>> BEGIN Records to use

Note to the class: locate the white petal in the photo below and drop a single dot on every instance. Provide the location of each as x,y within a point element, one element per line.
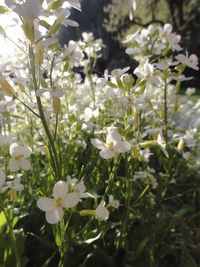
<point>69,22</point>
<point>26,151</point>
<point>107,154</point>
<point>75,4</point>
<point>19,187</point>
<point>25,164</point>
<point>46,204</point>
<point>124,146</point>
<point>101,212</point>
<point>13,148</point>
<point>71,200</point>
<point>2,178</point>
<point>98,144</point>
<point>114,137</point>
<point>13,165</point>
<point>55,215</point>
<point>60,190</point>
<point>181,58</point>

>> END Records to use

Short problem: Edit the items above so that "white petal" becomes "yellow petal" and nothing else changes. Leave the pictures out of your answer.

Finished exercise:
Note to the class: locate the yellow petal in the photo below and drop a single dot on every instance. Provide the location of each as x,y within a point element, one element per line.
<point>69,22</point>
<point>26,151</point>
<point>107,154</point>
<point>75,4</point>
<point>19,187</point>
<point>25,164</point>
<point>46,204</point>
<point>124,146</point>
<point>101,212</point>
<point>13,148</point>
<point>71,200</point>
<point>2,178</point>
<point>98,144</point>
<point>114,137</point>
<point>13,165</point>
<point>55,215</point>
<point>60,190</point>
<point>181,58</point>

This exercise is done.